__EXCERPTED PASSAGE__.
================================

The results : 4-5 FPS average max settings no DLSS @1920x1080, minimum >1FPS, and to breach the 40 FPS mark I had DLSS on Ultra Performance (still high settings). And I was curious about how much frames I could output, which is a maximum of 140 FPS @640x480 with Ultra Performance DLSS enabled.
That was a fun experiment on my side, too bad I haven't seen any mention of Portal with RTX.
Also 20 Series Card FE are my favourite looking card out of all NVidia FEs.
This video was still very nice to watch I always give it a like!
Well it's a path tracing game not just satndarf RT , so it is very very demanding , on my 3070 i had to use balanced on 1080p to get a decent framerate even though i generally play on 1440p
Thts a mod not techinally a game
@@kevinerbs2778 yes but it's still prettier than real life.
ye i got this rtx2060 laptopoff ebay over a year ago and puttin this thing to its limits has been interesting as my main unit. (few games' rtx modes work well on here actually well, save for Chorus.)

================================

__STORED DATA__.
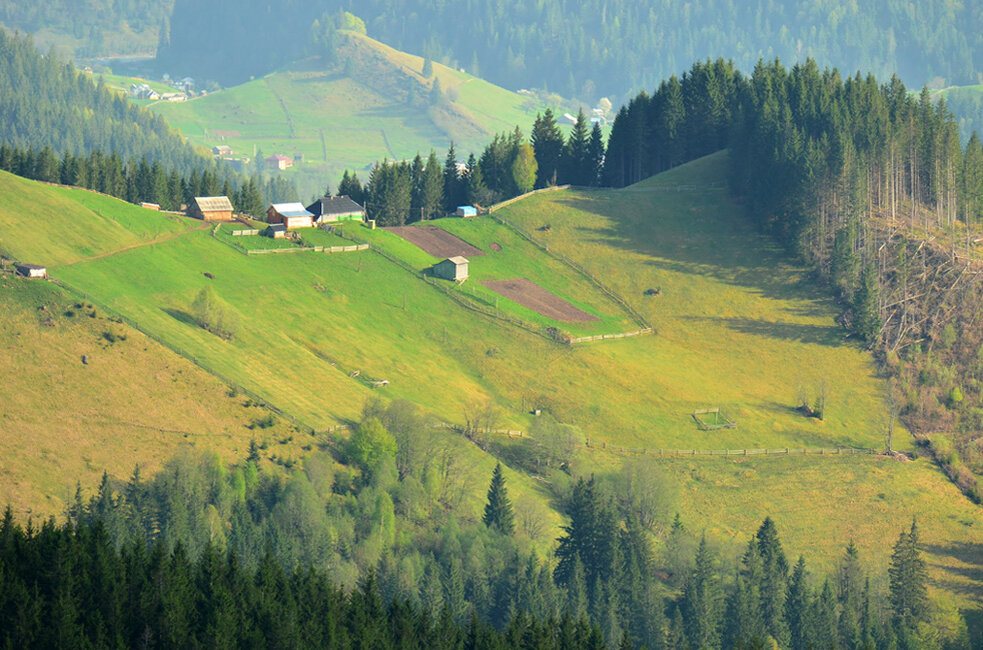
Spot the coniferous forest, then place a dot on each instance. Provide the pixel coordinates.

================================

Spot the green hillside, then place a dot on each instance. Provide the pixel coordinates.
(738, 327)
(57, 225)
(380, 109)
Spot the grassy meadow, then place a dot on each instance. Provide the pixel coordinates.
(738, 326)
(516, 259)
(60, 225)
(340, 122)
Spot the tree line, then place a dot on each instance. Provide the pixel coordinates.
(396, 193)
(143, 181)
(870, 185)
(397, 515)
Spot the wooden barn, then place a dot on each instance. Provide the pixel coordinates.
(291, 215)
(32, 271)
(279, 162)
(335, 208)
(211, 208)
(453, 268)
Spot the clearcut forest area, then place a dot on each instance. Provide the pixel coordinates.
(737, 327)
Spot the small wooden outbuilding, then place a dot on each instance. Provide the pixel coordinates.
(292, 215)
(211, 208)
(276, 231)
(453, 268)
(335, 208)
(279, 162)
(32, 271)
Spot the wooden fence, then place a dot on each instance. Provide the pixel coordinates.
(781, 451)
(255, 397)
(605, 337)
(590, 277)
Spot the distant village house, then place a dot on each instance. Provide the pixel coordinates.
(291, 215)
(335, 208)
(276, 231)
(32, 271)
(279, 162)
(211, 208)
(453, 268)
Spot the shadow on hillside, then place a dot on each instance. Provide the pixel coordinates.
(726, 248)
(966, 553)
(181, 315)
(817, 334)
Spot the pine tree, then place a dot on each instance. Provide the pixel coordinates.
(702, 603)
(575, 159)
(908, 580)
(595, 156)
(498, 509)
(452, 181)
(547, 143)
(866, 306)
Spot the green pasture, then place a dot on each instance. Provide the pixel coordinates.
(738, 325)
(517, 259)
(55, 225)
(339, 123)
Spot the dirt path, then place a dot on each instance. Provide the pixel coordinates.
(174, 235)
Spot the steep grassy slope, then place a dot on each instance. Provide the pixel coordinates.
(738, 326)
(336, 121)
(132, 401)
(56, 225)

================================

Reproduce the text on game performance word for word, from its first line to its last. The data is separate material and has no connection to the text on game performance.

The results : 4-5 FPS average max settings no DLSS @1920x1080, minimum >1FPS, and to breach the 40 FPS mark I had DLSS on Ultra Performance (still high settings). And I was curious about how much frames I could output, which is a maximum of 140 FPS @640x480 with Ultra Performance DLSS enabled.
That was a fun experiment on my side, too bad I haven't seen any mention of Portal with RTX.
Also 20 Series Card FE are my favourite looking card out of all NVidia FEs.
This video was still very nice to watch I always give it a like!
Well it's a path tracing game not just satndarf RT , so it is very very demanding , on my 3070 i had to use balanced on 1080p to get a decent framerate even though i generally play on 1440p
Thts a mod not techinally a game
@@kevinerbs2778 yes but it's still prettier than real life.
ye i got this rtx2060 laptopoff ebay over a year ago and puttin this thing to its limits has been interesting as my main unit. (few games' rtx modes work well on here actually well, save for Chorus.)